Task to carry out: Lay out as a numbered list every line of the rows below, from the line containing "target | leafy green vegetable" down through the line containing "(224, 1071)", both ends included. Leave out blank lines and anything outside that span.

Input rows:
__________________________________________________

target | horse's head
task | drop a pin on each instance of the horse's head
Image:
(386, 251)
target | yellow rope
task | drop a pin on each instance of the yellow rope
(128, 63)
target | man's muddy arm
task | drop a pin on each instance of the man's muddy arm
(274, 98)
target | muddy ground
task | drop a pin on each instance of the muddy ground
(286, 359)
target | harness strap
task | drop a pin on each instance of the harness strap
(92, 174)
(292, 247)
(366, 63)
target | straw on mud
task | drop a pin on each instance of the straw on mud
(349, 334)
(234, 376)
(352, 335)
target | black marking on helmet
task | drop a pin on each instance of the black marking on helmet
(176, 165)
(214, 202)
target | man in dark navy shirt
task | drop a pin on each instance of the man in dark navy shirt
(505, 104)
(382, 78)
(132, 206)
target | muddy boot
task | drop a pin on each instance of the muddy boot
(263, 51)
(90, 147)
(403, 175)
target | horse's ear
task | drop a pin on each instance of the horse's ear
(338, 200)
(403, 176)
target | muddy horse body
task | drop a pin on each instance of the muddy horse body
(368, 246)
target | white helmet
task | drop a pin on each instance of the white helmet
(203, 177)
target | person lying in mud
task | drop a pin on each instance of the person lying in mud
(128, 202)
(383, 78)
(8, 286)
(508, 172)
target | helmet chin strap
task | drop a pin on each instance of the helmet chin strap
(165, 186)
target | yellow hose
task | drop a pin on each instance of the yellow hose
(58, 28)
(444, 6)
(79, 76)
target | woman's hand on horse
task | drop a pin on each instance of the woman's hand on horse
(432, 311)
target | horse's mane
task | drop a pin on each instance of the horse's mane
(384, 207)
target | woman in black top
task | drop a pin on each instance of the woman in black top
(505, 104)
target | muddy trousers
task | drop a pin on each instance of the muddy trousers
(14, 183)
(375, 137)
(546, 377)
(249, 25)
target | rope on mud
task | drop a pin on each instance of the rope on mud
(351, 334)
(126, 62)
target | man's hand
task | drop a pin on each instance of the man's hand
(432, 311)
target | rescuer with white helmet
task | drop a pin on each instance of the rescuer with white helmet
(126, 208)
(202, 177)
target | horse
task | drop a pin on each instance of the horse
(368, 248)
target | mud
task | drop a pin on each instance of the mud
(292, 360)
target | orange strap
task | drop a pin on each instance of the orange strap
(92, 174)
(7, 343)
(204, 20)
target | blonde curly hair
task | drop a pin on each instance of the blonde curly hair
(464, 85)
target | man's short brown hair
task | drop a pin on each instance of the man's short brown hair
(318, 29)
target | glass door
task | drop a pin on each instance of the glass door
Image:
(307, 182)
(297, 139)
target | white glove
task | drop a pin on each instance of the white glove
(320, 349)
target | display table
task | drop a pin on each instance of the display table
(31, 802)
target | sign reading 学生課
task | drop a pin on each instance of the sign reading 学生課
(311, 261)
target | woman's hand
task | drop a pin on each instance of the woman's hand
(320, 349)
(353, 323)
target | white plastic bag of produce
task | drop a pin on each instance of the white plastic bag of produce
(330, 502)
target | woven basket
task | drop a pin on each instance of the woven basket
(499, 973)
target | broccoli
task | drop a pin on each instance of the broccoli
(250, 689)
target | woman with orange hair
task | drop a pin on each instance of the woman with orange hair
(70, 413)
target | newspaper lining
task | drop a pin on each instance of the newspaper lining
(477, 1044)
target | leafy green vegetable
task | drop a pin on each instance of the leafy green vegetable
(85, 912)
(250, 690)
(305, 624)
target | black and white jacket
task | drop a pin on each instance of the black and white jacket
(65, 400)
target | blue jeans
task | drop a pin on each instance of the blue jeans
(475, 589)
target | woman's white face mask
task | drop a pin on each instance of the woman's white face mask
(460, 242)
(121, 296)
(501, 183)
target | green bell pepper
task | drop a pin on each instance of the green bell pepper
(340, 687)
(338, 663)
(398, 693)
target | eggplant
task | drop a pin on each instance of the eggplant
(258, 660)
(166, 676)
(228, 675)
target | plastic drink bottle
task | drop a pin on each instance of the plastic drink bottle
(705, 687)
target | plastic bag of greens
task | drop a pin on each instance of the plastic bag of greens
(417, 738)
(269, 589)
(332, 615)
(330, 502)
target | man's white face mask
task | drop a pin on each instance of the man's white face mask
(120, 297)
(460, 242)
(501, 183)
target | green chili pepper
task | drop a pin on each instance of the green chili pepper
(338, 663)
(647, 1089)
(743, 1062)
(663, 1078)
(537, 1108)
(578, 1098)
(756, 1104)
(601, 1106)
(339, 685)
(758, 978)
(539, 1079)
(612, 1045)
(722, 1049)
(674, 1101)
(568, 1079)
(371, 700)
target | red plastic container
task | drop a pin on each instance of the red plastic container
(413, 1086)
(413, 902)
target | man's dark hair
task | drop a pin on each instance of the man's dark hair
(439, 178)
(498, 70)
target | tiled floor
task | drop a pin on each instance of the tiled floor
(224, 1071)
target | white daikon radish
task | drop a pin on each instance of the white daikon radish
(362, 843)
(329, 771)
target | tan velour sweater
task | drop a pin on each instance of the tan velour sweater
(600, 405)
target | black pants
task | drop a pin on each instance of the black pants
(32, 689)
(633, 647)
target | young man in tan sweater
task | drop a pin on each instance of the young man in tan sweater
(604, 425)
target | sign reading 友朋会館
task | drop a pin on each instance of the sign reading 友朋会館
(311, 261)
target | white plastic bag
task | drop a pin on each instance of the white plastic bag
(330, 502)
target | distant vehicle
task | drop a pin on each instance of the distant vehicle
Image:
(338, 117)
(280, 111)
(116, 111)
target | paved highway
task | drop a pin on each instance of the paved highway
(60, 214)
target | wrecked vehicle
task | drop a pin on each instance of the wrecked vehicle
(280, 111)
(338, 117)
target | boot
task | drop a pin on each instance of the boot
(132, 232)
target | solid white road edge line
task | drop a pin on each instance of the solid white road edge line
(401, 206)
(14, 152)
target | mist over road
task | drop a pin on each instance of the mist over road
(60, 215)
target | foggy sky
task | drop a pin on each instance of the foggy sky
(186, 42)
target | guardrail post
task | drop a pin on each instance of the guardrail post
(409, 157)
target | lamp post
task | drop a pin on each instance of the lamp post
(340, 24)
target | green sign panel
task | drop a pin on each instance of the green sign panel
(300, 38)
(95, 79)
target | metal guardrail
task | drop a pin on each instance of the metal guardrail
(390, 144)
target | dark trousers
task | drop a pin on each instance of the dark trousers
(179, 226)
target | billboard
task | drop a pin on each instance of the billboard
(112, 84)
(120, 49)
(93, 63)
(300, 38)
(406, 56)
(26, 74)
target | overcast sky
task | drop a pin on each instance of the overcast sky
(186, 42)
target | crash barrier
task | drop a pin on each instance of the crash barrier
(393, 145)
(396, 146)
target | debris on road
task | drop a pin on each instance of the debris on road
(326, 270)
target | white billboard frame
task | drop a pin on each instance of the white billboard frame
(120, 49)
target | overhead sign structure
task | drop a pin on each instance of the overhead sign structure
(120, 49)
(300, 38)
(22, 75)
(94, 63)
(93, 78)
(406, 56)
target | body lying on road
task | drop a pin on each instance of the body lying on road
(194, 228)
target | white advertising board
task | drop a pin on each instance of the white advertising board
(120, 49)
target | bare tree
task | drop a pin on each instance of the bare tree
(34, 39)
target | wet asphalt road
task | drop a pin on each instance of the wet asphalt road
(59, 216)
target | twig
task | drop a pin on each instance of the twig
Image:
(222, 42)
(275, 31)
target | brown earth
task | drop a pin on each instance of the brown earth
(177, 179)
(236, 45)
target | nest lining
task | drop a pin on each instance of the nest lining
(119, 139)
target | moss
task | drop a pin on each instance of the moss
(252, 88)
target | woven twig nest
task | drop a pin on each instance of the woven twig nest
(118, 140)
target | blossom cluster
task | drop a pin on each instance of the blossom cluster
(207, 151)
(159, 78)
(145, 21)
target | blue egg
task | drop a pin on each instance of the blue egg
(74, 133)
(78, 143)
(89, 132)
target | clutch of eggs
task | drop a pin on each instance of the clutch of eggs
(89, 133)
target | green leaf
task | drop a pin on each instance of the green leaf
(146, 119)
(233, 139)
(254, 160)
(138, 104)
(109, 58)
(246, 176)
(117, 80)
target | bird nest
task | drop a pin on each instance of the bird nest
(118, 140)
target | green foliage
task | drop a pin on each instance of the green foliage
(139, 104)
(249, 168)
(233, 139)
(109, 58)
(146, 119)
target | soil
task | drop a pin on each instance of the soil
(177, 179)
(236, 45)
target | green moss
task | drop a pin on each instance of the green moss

__________________________________________________

Complete answer:
1. target | leafy green vegetable
2. task | drop a pin on each instance of the leafy green vegetable
3. (85, 912)
4. (250, 690)
5. (305, 624)
6. target | black and white jacket
7. task | drop a pin on each instance of the black and white jacket
8. (65, 400)
9. target | blue jeans
10. task | drop a pin on each instance of the blue jeans
11. (475, 589)
12. target | woman's white face mask
13. task | drop a pin on each instance of the woman's white face mask
14. (460, 242)
15. (121, 296)
16. (501, 183)
17. target | green bell pepper
18. task | drop a pin on each instance of the green bell pepper
19. (340, 687)
20. (338, 663)
21. (398, 693)
22. target | eggplant
23. task | drop a pin on each instance of the eggplant
24. (258, 660)
25. (166, 676)
26. (228, 675)
27. target | plastic drink bottle
28. task | drop a pin on each instance of the plastic drink bottle
29. (705, 687)
30. target | plastic bag of greens
31. task | drop a pin on each instance of the plastic bag of greens
32. (417, 738)
33. (269, 589)
34. (332, 615)
35. (330, 502)
36. target | man's white face mask
37. task | drop a pin on each instance of the man's white face mask
38. (120, 297)
39. (460, 242)
40. (501, 183)
41. target | green chili pepper
42. task | drop a pin on each instance of the green chili pepper
43. (338, 663)
44. (647, 1089)
45. (743, 1062)
46. (663, 1078)
47. (537, 1108)
48. (578, 1098)
49. (756, 1104)
50. (601, 1106)
51. (339, 685)
52. (758, 978)
53. (539, 1079)
54. (612, 1045)
55. (722, 1049)
56. (674, 1101)
57. (568, 1079)
58. (371, 700)
59. target | red plastic container
60. task | drop a pin on each instance of the red plastic container
61. (413, 1086)
62. (413, 902)
63. target | man's dark hair
64. task | drop a pin on each instance of the man's dark hair
65. (439, 178)
66. (498, 70)
67. target | tiled floor
68. task | drop a pin on each instance of the tiled floor
69. (224, 1071)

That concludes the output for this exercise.